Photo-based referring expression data
---*---

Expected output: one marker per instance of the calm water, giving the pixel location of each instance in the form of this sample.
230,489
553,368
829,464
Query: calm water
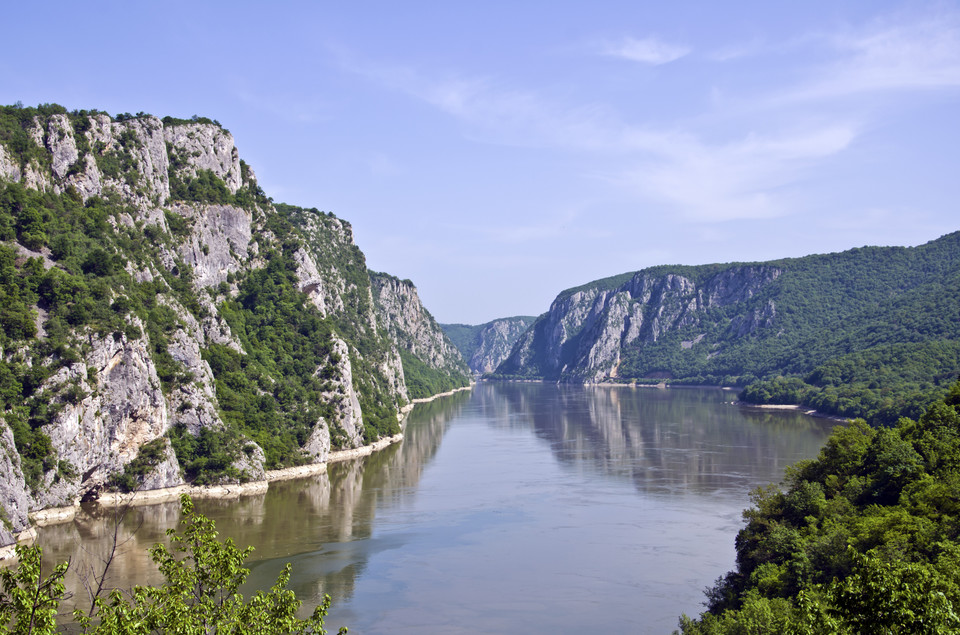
517,508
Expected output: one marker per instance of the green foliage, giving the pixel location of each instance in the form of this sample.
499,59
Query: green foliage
29,601
424,381
149,456
811,313
880,384
200,593
278,390
865,538
206,187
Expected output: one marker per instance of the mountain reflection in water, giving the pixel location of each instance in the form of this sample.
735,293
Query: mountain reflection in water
519,507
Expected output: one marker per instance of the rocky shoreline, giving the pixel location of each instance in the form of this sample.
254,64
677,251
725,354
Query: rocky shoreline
56,515
804,409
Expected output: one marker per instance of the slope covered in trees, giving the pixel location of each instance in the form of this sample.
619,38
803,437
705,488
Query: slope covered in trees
485,346
164,321
739,323
863,539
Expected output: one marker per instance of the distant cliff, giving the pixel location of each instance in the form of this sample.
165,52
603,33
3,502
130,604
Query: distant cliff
165,322
431,363
735,323
485,346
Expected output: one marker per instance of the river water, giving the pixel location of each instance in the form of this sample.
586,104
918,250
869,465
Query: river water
515,508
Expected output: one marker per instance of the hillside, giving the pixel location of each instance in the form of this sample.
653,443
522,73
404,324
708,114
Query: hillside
863,539
165,322
431,363
485,346
736,323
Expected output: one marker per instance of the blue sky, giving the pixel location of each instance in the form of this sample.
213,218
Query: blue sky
498,152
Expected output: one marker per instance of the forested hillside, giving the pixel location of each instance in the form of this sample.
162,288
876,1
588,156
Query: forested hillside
864,539
735,324
485,346
164,322
431,363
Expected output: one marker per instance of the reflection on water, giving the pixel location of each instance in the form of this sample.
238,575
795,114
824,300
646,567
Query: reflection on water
517,507
665,441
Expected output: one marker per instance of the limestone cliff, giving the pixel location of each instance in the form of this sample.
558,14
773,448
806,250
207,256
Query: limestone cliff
486,346
588,331
431,362
152,294
734,323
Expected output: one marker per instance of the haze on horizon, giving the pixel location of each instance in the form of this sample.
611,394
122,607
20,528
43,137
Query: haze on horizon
499,153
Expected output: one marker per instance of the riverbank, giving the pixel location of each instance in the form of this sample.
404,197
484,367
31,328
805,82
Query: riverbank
56,515
804,409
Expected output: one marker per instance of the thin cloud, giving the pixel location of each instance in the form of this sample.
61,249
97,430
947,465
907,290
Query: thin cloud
747,179
646,51
888,56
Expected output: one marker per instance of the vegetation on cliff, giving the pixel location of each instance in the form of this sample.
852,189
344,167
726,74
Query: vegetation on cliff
106,231
778,322
863,539
200,594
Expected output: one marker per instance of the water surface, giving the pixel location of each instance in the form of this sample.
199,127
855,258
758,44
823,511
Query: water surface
528,508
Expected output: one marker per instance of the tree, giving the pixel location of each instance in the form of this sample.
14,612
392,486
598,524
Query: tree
200,594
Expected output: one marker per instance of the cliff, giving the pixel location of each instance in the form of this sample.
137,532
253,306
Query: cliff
431,363
486,346
735,323
165,322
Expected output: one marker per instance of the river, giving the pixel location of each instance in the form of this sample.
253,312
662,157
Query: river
514,508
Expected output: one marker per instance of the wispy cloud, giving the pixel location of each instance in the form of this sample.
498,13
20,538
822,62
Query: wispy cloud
646,51
681,167
748,178
887,55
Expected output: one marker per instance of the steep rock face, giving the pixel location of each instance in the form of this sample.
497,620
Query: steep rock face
13,490
404,317
486,346
588,332
178,230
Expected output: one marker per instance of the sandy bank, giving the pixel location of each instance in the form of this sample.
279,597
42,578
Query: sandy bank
804,409
54,515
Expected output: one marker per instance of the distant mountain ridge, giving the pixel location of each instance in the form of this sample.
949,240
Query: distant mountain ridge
485,346
165,322
736,323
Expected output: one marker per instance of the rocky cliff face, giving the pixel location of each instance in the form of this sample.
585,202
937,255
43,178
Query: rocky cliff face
149,276
486,346
589,332
407,322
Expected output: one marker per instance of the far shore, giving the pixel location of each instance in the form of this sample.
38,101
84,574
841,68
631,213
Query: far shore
56,515
804,409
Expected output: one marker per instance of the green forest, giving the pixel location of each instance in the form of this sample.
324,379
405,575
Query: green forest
69,269
870,332
863,539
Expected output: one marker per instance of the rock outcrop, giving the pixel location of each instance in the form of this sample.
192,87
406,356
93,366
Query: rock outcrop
115,351
486,346
408,323
589,331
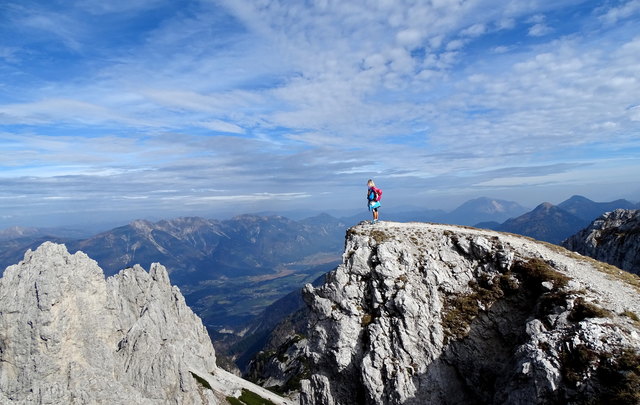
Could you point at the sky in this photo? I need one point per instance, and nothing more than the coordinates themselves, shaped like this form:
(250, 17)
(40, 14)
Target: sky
(111, 111)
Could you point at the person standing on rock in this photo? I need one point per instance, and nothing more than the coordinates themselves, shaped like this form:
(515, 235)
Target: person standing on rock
(373, 198)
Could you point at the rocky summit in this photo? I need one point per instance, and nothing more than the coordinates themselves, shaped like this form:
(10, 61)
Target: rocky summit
(613, 238)
(68, 336)
(439, 314)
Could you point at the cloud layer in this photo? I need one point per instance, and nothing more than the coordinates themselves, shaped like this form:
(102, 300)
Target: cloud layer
(169, 108)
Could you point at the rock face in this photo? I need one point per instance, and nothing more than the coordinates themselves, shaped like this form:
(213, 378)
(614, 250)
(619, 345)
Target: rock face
(68, 336)
(427, 313)
(613, 238)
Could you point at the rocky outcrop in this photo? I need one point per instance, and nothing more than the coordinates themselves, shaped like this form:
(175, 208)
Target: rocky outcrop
(613, 238)
(68, 336)
(427, 313)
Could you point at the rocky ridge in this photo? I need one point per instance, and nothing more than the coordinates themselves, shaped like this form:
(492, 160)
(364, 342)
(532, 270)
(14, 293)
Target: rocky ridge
(430, 313)
(67, 335)
(613, 238)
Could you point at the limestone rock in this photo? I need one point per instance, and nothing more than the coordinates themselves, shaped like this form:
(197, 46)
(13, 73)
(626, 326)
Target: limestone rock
(613, 238)
(68, 336)
(439, 314)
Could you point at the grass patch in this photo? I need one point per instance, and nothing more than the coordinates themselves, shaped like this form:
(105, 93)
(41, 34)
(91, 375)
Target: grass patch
(379, 236)
(536, 271)
(461, 309)
(201, 381)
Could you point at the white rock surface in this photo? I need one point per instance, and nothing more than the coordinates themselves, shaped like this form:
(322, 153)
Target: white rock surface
(68, 336)
(379, 331)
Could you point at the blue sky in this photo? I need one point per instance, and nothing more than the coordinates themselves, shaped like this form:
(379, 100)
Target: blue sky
(160, 108)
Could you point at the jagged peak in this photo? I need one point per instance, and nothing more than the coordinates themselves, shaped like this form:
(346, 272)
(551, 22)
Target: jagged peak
(448, 301)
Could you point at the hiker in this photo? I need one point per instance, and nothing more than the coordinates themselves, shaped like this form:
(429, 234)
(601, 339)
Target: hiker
(373, 198)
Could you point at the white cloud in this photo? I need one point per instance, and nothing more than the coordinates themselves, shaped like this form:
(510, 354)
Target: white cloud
(540, 30)
(221, 126)
(626, 10)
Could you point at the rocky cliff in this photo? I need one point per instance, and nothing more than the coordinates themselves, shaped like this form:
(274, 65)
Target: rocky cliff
(68, 336)
(613, 238)
(426, 313)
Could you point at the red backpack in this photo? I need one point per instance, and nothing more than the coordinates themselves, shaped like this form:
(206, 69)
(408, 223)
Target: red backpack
(377, 194)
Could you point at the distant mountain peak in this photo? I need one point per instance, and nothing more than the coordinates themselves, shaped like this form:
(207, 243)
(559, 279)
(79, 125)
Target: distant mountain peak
(545, 206)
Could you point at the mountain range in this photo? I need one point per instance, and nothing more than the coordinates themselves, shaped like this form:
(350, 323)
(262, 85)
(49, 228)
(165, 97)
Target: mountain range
(554, 223)
(231, 270)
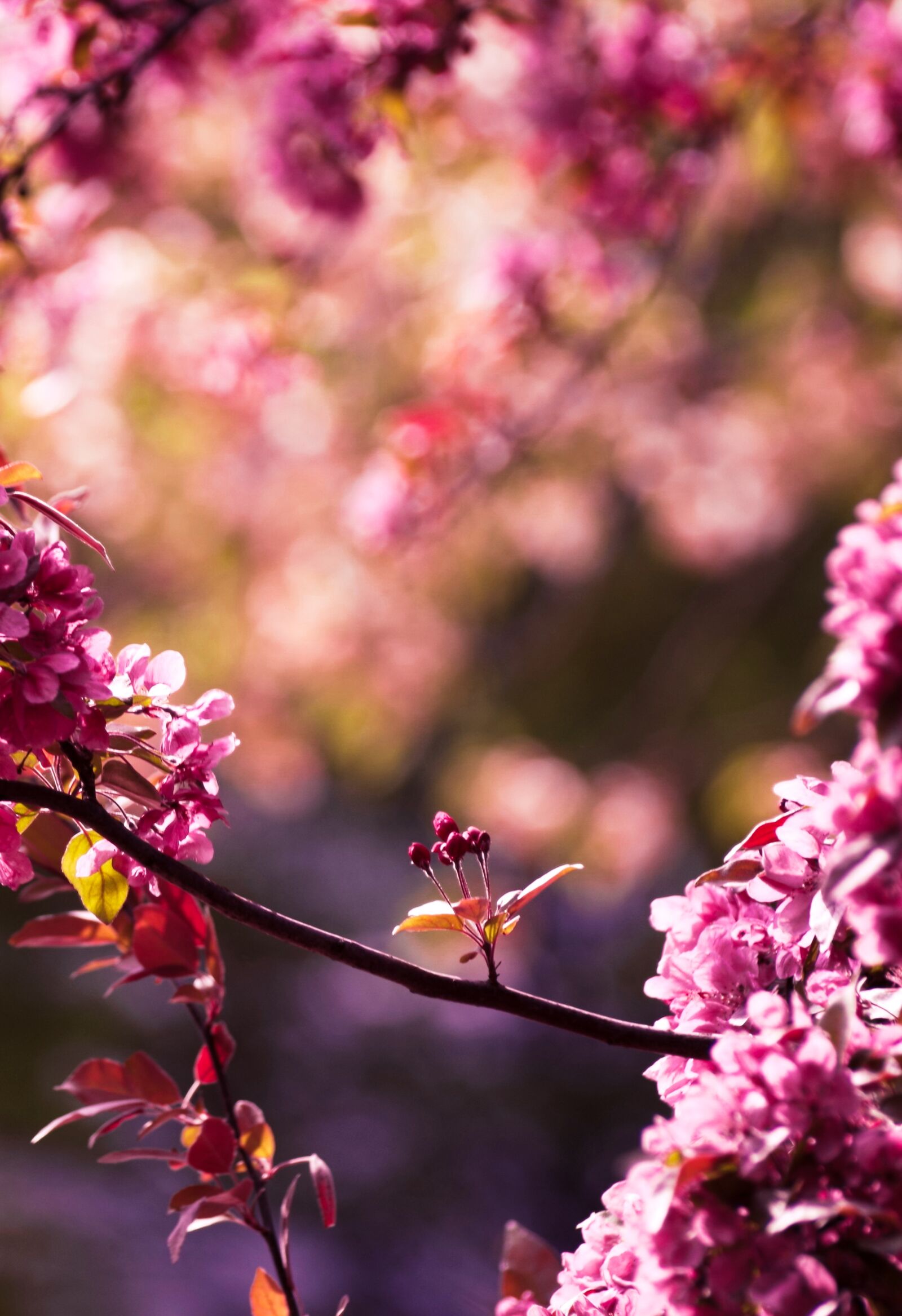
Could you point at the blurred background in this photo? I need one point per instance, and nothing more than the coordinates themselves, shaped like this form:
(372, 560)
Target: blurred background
(469, 512)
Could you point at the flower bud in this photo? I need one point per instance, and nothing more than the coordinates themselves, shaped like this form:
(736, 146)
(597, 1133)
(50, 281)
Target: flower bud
(444, 824)
(456, 847)
(419, 856)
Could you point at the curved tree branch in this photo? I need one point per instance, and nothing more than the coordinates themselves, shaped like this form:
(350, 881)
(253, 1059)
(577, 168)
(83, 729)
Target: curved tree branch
(108, 88)
(422, 982)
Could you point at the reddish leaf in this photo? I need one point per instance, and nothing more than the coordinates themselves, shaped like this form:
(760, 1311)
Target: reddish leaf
(145, 1078)
(87, 1113)
(124, 779)
(111, 1126)
(324, 1189)
(68, 524)
(186, 909)
(96, 1081)
(162, 943)
(214, 1149)
(266, 1298)
(528, 1265)
(248, 1115)
(139, 1078)
(77, 928)
(205, 1070)
(175, 1240)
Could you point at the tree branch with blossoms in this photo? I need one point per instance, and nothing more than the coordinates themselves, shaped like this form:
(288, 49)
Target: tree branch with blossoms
(779, 1178)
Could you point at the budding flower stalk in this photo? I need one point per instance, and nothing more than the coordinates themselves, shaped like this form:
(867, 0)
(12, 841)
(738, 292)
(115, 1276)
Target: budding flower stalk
(473, 916)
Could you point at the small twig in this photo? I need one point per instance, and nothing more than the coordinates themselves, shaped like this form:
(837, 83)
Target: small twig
(262, 1202)
(82, 761)
(106, 90)
(422, 982)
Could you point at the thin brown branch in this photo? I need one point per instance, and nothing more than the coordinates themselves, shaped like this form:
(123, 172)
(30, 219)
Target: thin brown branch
(422, 982)
(262, 1203)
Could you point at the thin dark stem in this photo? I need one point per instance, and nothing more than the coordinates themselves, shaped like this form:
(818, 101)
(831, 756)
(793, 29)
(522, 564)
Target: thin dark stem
(82, 761)
(261, 1198)
(111, 87)
(422, 982)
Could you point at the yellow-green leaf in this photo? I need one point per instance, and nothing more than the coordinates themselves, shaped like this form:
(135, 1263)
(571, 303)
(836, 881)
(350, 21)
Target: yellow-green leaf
(103, 893)
(24, 816)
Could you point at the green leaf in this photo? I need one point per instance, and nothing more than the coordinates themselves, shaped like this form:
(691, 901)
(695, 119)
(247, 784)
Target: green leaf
(103, 893)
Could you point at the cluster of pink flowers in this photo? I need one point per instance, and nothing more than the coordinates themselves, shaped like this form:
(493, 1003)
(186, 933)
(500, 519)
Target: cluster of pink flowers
(324, 119)
(777, 1184)
(864, 673)
(629, 105)
(65, 697)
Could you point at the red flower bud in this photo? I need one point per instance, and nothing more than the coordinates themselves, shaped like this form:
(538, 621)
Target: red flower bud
(419, 856)
(456, 847)
(444, 824)
(472, 838)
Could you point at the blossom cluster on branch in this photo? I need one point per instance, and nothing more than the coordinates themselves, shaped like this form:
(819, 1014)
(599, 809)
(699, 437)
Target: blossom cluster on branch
(776, 1186)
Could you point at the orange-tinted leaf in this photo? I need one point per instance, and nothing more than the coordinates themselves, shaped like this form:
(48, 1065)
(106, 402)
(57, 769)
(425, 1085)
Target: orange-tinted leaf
(16, 473)
(213, 1152)
(46, 840)
(528, 1265)
(324, 1189)
(266, 1298)
(77, 928)
(435, 916)
(740, 869)
(260, 1142)
(205, 1070)
(162, 943)
(493, 927)
(475, 909)
(522, 898)
(68, 524)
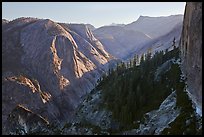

---*---

→ **TASK PROMPT**:
Look above for the line that contains "Could you point at the tree". Starting there, transcribe every line exactly until you have copied the line that contains "(115, 1276)".

→ **SOLUTION TO THE EXERCISE**:
Could you point at the tree branch with blossoms in this photo? I need one point per instance, and nothing more than the coordinates themselves, shaped like this form:
(288, 49)
Target: tree branch with blossoms
(779, 1178)
Could you point at the budding flower stalk in this photo? I need one point per instance, and nothing more than the coordinates themselves, shaped like this form:
(867, 0)
(12, 841)
(738, 292)
(115, 1276)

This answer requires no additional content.